§ STATED TASK A
According to the USGS figure cited in the rare earths excerpt, how long will the known reserves of rare earths last at current levels of consumption?

§ TEXT EXCERPT
════════

In addition, China’s threat to create a rare earths cartel provoked exploration and the opening of new mines around the world, including in the United States, Australia, and Malaysia. “There are over 400 rare earth projects under review globally, approximately four dozen of which may be considered in advanced stages of development in over a dozen countries worldwide,” notes the DOD review. This is exactly the response that one would expect to higher prices. By January 2015, rare earth prices were 8 percent below their 2011 highs.
Kudos must be given to tireless and imaginative peakists for their astonishing ability to foment alarm about the future availability of rare earth metals. The USGS estimates that at current levels of consumption, the known reserves of rare earths will last 1,272 years. The agency doesn’t bother with providing figures for the ultimately recoverable resource base, simply noting that “undiscovered resources are thought to be very large relative to expected demand.”
Proponents of peak depletion get it wrong because they treat natural resources as fixed stocks, failing to take into account the inherent dynamics of market forces and technological innovation. Amazingly, some still claim that the era of cheap resources is over, when in point of fact nearly all resources in the past were much more expensive than they are today, even taking into account the current super-cycle.

════════

[Excerpts of location labeling data]
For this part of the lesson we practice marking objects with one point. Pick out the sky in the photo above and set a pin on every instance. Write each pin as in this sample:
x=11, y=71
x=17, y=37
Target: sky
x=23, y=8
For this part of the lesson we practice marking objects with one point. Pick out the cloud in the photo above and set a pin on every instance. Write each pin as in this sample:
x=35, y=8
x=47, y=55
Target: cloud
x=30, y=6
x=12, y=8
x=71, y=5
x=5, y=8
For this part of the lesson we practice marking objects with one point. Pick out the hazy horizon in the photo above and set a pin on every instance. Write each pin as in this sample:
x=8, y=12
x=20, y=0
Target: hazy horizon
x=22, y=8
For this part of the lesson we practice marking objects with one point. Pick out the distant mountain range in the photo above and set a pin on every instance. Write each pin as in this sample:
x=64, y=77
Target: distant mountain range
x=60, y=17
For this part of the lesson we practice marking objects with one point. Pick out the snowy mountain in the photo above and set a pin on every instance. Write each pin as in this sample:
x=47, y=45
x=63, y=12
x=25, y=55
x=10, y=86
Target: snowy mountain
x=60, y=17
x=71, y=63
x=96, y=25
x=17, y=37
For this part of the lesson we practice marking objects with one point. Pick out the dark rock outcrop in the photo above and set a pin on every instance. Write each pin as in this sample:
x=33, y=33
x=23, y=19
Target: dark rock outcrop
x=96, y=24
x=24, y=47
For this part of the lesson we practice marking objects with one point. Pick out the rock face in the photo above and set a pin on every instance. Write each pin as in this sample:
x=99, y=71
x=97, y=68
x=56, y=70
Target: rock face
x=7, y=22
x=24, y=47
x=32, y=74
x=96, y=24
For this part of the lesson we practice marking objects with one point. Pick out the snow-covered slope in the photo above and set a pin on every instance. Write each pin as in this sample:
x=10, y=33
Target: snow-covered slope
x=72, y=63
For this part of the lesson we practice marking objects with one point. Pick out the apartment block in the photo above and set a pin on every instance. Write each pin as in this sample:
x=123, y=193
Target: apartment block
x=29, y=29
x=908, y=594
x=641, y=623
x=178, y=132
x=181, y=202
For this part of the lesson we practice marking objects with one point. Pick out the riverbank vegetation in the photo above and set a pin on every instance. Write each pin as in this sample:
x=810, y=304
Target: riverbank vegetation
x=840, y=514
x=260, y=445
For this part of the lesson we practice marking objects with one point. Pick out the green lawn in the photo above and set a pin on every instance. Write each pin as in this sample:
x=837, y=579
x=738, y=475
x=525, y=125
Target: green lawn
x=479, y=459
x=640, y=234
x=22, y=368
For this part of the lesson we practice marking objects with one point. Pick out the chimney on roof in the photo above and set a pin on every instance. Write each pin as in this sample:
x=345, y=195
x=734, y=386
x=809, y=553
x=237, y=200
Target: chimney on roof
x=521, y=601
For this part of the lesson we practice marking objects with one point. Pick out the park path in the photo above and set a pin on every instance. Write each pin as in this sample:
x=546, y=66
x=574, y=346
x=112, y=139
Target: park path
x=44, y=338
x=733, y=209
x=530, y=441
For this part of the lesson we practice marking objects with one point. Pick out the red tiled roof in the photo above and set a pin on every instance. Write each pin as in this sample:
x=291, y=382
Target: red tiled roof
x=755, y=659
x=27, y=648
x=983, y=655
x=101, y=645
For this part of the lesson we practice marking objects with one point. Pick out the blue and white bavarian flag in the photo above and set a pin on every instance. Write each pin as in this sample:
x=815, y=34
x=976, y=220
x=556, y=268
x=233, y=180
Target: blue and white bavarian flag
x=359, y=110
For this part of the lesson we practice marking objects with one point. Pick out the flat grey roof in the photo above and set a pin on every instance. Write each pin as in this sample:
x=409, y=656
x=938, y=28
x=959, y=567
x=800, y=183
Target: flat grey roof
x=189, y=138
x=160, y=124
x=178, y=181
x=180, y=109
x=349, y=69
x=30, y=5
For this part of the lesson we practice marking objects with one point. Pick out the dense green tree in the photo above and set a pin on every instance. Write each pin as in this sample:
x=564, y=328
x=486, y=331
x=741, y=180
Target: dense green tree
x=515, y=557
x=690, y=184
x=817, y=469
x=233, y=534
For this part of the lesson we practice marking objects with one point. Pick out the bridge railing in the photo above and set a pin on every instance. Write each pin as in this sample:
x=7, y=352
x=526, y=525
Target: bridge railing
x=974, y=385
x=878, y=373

════════

§ STATED TASK B
Arrange the stretch of the entries from the line containing "out the apartment" through the line containing "x=359, y=110" as a Markdown table with the columns Row and Line, numbering each row and omitting blank lines.

§ WRITTEN REPLY A
1,272 years

§ WRITTEN REPLY B
| Row | Line |
|---|---|
| 1 | For this part of the lesson we practice marking objects with one point. Pick out the apartment block in the photo above and set a pin on every instance. Write each pin as in this sample: |
| 2 | x=123, y=193 |
| 3 | Target: apartment block |
| 4 | x=29, y=29 |
| 5 | x=908, y=594 |
| 6 | x=641, y=623 |
| 7 | x=178, y=132 |
| 8 | x=181, y=202 |
| 9 | For this part of the lesson we practice marking objects with one point. Pick out the riverbank vegetation in the photo above and set a pin on every instance. Write each pin as in this sample: |
| 10 | x=810, y=304 |
| 11 | Target: riverbank vegetation |
| 12 | x=840, y=514 |
| 13 | x=260, y=445 |
| 14 | For this part of the lesson we practice marking objects with one point. Pick out the green lawn in the photo above and set a pin on every instance. Write each pin as in this sample: |
| 15 | x=837, y=579 |
| 16 | x=738, y=475 |
| 17 | x=525, y=125 |
| 18 | Target: green lawn |
| 19 | x=479, y=459 |
| 20 | x=640, y=234 |
| 21 | x=22, y=368 |
| 22 | For this part of the lesson we practice marking objects with one point. Pick out the chimney on roof in the photo above and set a pin on every instance. Write each pin as in this sample: |
| 23 | x=345, y=195 |
| 24 | x=734, y=386 |
| 25 | x=809, y=553 |
| 26 | x=237, y=200 |
| 27 | Target: chimney on roof |
| 28 | x=521, y=601 |
| 29 | For this part of the lesson we practice marking objects with one point. Pick out the park path in the photo above and set a pin on every instance. Write each pin as in this sample: |
| 30 | x=546, y=66 |
| 31 | x=574, y=346 |
| 32 | x=112, y=139 |
| 33 | Target: park path |
| 34 | x=44, y=338 |
| 35 | x=733, y=209 |
| 36 | x=530, y=441 |
| 37 | For this part of the lesson we practice marking objects with one point. Pick out the red tiled roof in the photo above and set a pin on every instance. Write each pin as in this sample: |
| 38 | x=291, y=382 |
| 39 | Target: red tiled roof |
| 40 | x=755, y=659 |
| 41 | x=27, y=648 |
| 42 | x=983, y=655 |
| 43 | x=101, y=645 |
| 44 | For this part of the lesson we practice marking objects with one point. Pick out the blue and white bavarian flag in the photo above and set a pin on every instance. Write each pin as in this sample: |
| 45 | x=815, y=34 |
| 46 | x=976, y=220 |
| 47 | x=556, y=268 |
| 48 | x=233, y=180 |
| 49 | Target: blue and white bavarian flag |
| 50 | x=359, y=110 |